▶ [EXERCISE PROMPT]:
A verbatim copy of the full data, with no pictures, is the expected answer.

(Image-grounded pointing data)

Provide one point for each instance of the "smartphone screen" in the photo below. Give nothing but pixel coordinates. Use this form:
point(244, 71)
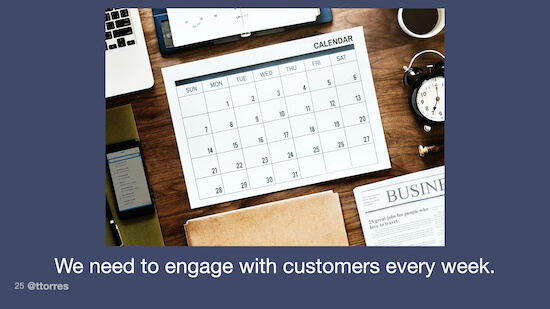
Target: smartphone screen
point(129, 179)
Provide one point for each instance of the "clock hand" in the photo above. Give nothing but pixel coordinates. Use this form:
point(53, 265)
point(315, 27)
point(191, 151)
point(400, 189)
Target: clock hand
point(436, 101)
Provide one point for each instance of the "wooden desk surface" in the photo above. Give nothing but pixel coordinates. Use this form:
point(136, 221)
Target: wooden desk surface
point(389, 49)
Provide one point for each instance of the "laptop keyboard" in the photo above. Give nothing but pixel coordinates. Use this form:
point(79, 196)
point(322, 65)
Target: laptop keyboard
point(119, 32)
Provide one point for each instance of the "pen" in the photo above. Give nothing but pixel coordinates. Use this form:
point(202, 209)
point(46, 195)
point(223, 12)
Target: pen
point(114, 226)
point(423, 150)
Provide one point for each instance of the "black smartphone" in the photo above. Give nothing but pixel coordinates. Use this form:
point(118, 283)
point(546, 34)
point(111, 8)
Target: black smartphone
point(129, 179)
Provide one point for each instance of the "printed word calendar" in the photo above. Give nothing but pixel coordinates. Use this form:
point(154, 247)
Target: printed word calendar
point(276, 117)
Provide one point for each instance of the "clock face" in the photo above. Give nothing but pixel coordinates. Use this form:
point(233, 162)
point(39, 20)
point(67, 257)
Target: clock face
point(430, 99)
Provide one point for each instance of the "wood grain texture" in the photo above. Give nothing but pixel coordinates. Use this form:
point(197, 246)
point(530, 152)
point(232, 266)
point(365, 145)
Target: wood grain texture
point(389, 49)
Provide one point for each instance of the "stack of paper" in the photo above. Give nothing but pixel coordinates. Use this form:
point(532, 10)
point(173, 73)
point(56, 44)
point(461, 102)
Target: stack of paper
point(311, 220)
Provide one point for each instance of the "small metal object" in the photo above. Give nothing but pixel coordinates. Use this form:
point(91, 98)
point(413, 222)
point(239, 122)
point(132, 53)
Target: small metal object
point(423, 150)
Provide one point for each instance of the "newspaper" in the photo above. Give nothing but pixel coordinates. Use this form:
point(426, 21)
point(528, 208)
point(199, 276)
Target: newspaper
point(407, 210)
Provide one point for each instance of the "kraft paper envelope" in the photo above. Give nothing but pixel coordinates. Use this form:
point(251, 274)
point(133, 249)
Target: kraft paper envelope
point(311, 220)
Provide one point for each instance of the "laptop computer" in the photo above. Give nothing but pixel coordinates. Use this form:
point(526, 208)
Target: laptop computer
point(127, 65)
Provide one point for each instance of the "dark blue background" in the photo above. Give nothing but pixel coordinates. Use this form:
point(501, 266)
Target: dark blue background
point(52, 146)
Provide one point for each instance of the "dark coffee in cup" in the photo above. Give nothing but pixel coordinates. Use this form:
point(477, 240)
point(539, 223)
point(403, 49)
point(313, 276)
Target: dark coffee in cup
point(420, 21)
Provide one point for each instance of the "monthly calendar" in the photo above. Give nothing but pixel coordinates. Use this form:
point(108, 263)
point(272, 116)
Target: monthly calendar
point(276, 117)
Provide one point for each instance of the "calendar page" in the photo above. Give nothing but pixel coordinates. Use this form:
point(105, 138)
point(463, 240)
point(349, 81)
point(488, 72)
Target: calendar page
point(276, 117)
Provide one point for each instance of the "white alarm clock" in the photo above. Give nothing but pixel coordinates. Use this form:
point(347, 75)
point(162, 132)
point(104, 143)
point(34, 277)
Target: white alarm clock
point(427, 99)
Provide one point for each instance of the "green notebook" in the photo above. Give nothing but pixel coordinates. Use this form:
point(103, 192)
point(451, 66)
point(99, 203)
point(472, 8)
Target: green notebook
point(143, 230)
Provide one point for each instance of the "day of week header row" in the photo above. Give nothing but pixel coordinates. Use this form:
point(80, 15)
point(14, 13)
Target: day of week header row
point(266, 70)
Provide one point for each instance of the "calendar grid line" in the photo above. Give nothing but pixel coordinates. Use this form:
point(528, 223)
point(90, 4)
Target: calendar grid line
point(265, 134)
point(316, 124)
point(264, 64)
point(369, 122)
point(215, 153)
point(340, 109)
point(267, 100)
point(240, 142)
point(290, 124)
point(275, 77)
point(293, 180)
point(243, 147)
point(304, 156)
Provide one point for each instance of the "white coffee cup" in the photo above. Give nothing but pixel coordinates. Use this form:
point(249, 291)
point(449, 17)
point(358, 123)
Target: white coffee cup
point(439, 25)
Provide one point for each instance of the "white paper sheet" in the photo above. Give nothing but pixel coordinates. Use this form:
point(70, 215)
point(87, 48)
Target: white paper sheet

▶ [SOLUTION TO THIS PROBLEM]:
Provide one point for each instance of the "smartphone screen" in the photo below. Give nothing but pixel coordinates. Use this form:
point(244, 71)
Target: smartphone screen
point(129, 179)
Provide one point for each instance of the "clock hand" in the photo above. Give nothing but pixel coordinates. Use this form:
point(53, 265)
point(315, 27)
point(191, 151)
point(400, 189)
Target: clock hand
point(436, 101)
Provide one point for each instance of the "wooden desk surface" in the photo above. Give nothing but pixel coordinates. Use this form:
point(136, 221)
Target: wooden desk surface
point(389, 49)
Provide one point for each instance of the "laptop keyboard" in the photo above. Give nothing but pixel coordinates. Use this form:
point(79, 196)
point(322, 65)
Target: laptop keyboard
point(119, 32)
Provide one point for each instance of the "pen" in the photo above. Give nothing but pixel coordinates. Use this form:
point(202, 209)
point(46, 195)
point(223, 12)
Target: pen
point(114, 226)
point(423, 150)
Provide one point for each instance of the "black smartphone" in the photo above. Give nothing but pixel coordinates. Use this form:
point(118, 283)
point(546, 34)
point(111, 8)
Target: black smartphone
point(129, 179)
Provide one point for each instance of the "printed word calendar" in the photo above. Give nothing but pixel coordinates. Use this form:
point(154, 247)
Target: printed word calendar
point(276, 117)
Provide one point for each instance of the "clock face" in the photo above. Give nothing but pixel coordinates. Use this form:
point(233, 162)
point(39, 20)
point(67, 257)
Target: clock face
point(430, 99)
Provide one point for each instance of the "wood grain texture" in the photo above. Give nothing but pixel coordinates. Use this form:
point(197, 246)
point(530, 152)
point(232, 266)
point(365, 145)
Target: wood grain texture
point(389, 49)
Provide one point for each instance of the "stack of paper" in the photo above. Give nothing but pixel coordinates. Use this form:
point(532, 10)
point(173, 73)
point(56, 44)
point(461, 102)
Target: stack of paper
point(311, 220)
Provide one point for each instance of the "small metal object" in the photo above. Give nothing but pixel coordinates. Use this form:
point(91, 98)
point(413, 222)
point(239, 122)
point(132, 53)
Target: small metal object
point(423, 150)
Provide one point for each instance of the "newspaper" in the photo above. Give nothing but pixel coordinates. Use this form:
point(426, 21)
point(528, 208)
point(199, 276)
Target: newspaper
point(407, 210)
Provide one point for each instance of the "kraft paper envelope" in the photo above. Give nothing but pixel coordinates. Use this form:
point(251, 274)
point(133, 249)
Target: kraft paper envelope
point(311, 220)
Provide one point for each instance of the "laptop computer" in the photo above. Give nothing but pixel coordinates. Use this form:
point(526, 208)
Target: laptop computer
point(127, 65)
Provide one point for each instance of the "dark blue background" in the photo above. Give nothing but pixel coordinates. Use this form:
point(501, 266)
Target: dark blue background
point(52, 146)
Provide one point for each instance of the "dark coffee in cup" in the photo above. Give nothing but pixel coordinates. Use this form:
point(477, 240)
point(539, 223)
point(403, 49)
point(313, 276)
Target: dark coffee in cup
point(420, 21)
Provide one point for each instance of the "monthly calendar" in the photo above. Give nothing but pixel coordinates. Use this form:
point(108, 263)
point(272, 116)
Target: monthly calendar
point(276, 117)
Provide one point for each instance of the "calendar page" in the photo above. Give nothing but pixel coordinates. Use this form:
point(105, 138)
point(463, 240)
point(349, 81)
point(488, 72)
Target: calendar page
point(276, 117)
Provide one point for each instance of the "white alarm clock" in the photo above. Give nothing but pixel coordinates. Use this form:
point(347, 75)
point(162, 132)
point(104, 143)
point(34, 277)
Target: white alarm clock
point(427, 99)
Provide one point for each instance of the "green notebook" in the photo above. Give nothing but pixel coordinates. Use this form:
point(103, 192)
point(451, 66)
point(99, 203)
point(472, 8)
Target: green notebook
point(143, 230)
Provide one point for each instance of the "day of week header row" in the photo above. Give nothing but pixel coordinates. Use this form:
point(80, 15)
point(14, 13)
Target: day of week header row
point(266, 70)
Provide one point for each instance of the "calendar grid line" in the photo above. Give nothing but pixel coordinates. Use this form:
point(528, 223)
point(90, 4)
Target: calendar grid line
point(265, 134)
point(316, 124)
point(264, 64)
point(369, 122)
point(215, 153)
point(340, 109)
point(267, 100)
point(240, 142)
point(290, 124)
point(275, 77)
point(293, 180)
point(243, 147)
point(304, 156)
Provide one point for each instance of the "white coffee cup" in the photo above. Give nothing but pixel coordinates. Use this form:
point(249, 291)
point(449, 17)
point(358, 123)
Target: white coffee cup
point(439, 25)
Provide one point for each instance of the "white paper sheet" in the photo above. Give nothing but pixel coordinates. Use this form:
point(70, 215)
point(87, 48)
Target: white paper sheet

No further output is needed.